### Dataset excerpts
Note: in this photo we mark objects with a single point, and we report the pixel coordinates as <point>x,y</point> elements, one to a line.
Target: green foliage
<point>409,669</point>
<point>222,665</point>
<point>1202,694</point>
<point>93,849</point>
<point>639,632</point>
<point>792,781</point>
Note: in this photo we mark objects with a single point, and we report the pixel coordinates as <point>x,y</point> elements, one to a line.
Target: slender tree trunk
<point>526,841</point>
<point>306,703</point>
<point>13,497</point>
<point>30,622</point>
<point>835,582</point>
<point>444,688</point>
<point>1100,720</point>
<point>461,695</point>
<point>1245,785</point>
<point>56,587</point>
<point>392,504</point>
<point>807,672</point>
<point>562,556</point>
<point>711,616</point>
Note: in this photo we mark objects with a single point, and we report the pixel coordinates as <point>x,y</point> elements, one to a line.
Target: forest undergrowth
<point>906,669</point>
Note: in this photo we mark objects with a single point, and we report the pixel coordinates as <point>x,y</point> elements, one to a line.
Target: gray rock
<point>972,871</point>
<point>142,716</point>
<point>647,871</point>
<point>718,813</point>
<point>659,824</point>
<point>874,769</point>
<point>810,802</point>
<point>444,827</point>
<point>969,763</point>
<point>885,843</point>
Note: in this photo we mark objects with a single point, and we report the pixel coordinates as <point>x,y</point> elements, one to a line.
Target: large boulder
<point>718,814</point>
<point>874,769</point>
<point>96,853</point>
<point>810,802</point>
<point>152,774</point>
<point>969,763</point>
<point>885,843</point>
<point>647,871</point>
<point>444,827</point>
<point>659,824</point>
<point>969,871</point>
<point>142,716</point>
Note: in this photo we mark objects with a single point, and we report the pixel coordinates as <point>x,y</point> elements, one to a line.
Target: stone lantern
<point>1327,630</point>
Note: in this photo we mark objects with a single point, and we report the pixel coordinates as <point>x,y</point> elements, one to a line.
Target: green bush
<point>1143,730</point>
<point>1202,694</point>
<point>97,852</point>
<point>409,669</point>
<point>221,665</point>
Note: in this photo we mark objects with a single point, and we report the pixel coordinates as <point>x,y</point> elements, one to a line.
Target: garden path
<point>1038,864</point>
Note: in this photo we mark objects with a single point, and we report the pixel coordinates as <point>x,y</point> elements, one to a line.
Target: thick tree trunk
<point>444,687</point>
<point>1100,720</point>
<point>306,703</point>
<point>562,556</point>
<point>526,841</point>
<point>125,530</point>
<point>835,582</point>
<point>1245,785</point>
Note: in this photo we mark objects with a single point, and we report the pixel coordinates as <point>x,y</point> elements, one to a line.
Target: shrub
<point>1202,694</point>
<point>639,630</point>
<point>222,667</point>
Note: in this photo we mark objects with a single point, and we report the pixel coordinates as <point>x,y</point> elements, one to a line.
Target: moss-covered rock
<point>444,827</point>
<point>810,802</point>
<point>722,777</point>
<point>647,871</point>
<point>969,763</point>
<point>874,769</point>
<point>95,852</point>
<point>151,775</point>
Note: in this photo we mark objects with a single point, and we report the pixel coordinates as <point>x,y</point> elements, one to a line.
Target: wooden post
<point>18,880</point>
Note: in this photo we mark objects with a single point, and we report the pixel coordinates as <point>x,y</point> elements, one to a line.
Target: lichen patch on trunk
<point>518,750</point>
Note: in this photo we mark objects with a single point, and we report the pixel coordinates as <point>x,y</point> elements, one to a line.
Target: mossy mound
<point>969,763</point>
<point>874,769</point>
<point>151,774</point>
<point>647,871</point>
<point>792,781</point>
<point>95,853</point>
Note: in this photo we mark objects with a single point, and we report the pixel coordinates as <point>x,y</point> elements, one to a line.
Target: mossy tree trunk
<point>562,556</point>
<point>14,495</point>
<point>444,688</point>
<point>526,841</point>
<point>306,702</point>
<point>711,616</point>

### Activity
Once you have read the data, reproduce all of it exactly.

### Response area
Note: in this photo we mark objects with a single point, and we report the pixel coordinates as <point>x,y</point> elements, one to a line.
Target: green foliage
<point>409,669</point>
<point>222,665</point>
<point>1202,694</point>
<point>93,849</point>
<point>639,632</point>
<point>792,781</point>
Note: in this photo we mark objects with a single point, and we report the pixel coordinates as <point>x,y</point> elements, one to a line.
Target: slender tree trunk
<point>526,841</point>
<point>306,703</point>
<point>13,497</point>
<point>30,622</point>
<point>835,582</point>
<point>444,688</point>
<point>1100,720</point>
<point>461,695</point>
<point>1245,785</point>
<point>56,587</point>
<point>392,504</point>
<point>807,672</point>
<point>562,556</point>
<point>711,616</point>
Note: in this photo we mark objects with a single point, and we report the pixel coordinates as <point>x,y</point> elements, one to a line.
Target: forest undergrowth
<point>906,669</point>
Note: in this photo we mark objects with a single point, and we report the pixel coordinates as <point>x,y</point> elements, one to a line.
Target: gray rock
<point>972,871</point>
<point>142,716</point>
<point>647,871</point>
<point>718,813</point>
<point>659,824</point>
<point>874,769</point>
<point>810,802</point>
<point>444,827</point>
<point>969,763</point>
<point>885,843</point>
Note: in this photo we mark objects with a single point, and we report the pixel coordinates as <point>x,y</point> elements, one to a line.
Target: large boulder
<point>718,814</point>
<point>874,769</point>
<point>96,853</point>
<point>810,802</point>
<point>152,774</point>
<point>969,763</point>
<point>885,843</point>
<point>647,871</point>
<point>444,827</point>
<point>659,824</point>
<point>969,871</point>
<point>142,716</point>
Note: in this photo we mark objects with a single point, and we report the pixel coordinates as <point>x,y</point> elements, one to a line.
Target: stone lantern
<point>1327,630</point>
Note: in this photo we mark objects with a single point, and we report the pixel coordinates as <point>x,y</point> elements, one to a line.
Target: green bush
<point>1143,730</point>
<point>1202,694</point>
<point>97,852</point>
<point>409,669</point>
<point>221,665</point>
Note: in this photo we mark objects with a single point, and we report the pixel coordinates as <point>x,y</point> elements, one to a line.
Target: garden path
<point>1038,864</point>
Note: in this photo we mark objects with a single point, and we report the pixel coordinates as <point>x,y</point> elements, one to a line.
Target: thick tree trunk
<point>444,687</point>
<point>1100,720</point>
<point>306,703</point>
<point>562,556</point>
<point>526,841</point>
<point>125,530</point>
<point>835,582</point>
<point>1245,785</point>
Note: in this photo we mark objects with a single point, and we report the pixel coordinates as <point>x,y</point> elements, one to a line.
Target: shrub
<point>1202,694</point>
<point>639,630</point>
<point>222,667</point>
Note: in this photo we mark objects with a single point, and we report the pixel coordinates as <point>x,y</point> elements, one to a line.
Target: moss-covered rock
<point>444,827</point>
<point>810,802</point>
<point>722,777</point>
<point>647,871</point>
<point>969,763</point>
<point>874,769</point>
<point>95,852</point>
<point>151,775</point>
Note: in this photo we mark objects with a single point, and we report the pixel coordinates as <point>x,y</point> elements, one to a line.
Target: wooden post
<point>18,880</point>
Note: in this photo we mark objects with a single point, and we report the pixel coordinates as <point>x,y</point> elements, one to a line.
Target: lichen patch on trunk
<point>518,750</point>
Note: in this photo we mark objects with a single point, and we report the pixel coordinates as <point>x,y</point> elements, one to a line.
Target: mossy mound
<point>969,763</point>
<point>874,769</point>
<point>151,774</point>
<point>647,871</point>
<point>792,781</point>
<point>95,853</point>
Note: in this photo we mark objects with a single point, and we report the pixel coordinates as <point>x,y</point> elements, one to a line.
Target: mossy tree trunk
<point>562,556</point>
<point>14,495</point>
<point>444,688</point>
<point>526,841</point>
<point>306,702</point>
<point>711,616</point>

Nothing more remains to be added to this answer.